* **Written request**
Reproduce all the items, renaming every "Reply" to "Response" and leaving everything else unchanged.

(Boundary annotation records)
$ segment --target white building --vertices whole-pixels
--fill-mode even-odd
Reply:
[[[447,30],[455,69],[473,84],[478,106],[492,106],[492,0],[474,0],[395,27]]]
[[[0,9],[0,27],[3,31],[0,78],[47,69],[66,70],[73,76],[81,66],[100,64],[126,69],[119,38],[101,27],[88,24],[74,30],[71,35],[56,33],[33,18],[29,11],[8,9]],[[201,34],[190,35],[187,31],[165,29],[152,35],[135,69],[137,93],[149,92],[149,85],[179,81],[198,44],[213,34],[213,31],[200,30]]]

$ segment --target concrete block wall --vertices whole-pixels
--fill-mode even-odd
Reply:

* **The result**
$ segment --target white building --vertices whole-pixels
--fill-mode even-odd
Response:
[[[447,30],[455,69],[473,84],[478,106],[492,106],[492,0],[474,0],[395,27]]]
[[[0,9],[0,27],[3,31],[0,78],[47,69],[66,70],[73,76],[81,66],[100,64],[126,69],[119,38],[101,27],[88,24],[74,30],[71,35],[56,33],[33,18],[29,11],[8,9]],[[201,34],[190,35],[187,31],[165,29],[152,35],[135,69],[137,93],[149,92],[149,85],[179,81],[198,44],[213,34],[213,31],[200,30]]]

$ segment --target concrete block wall --vertices whole-pixels
--fill-mode even-odd
Response:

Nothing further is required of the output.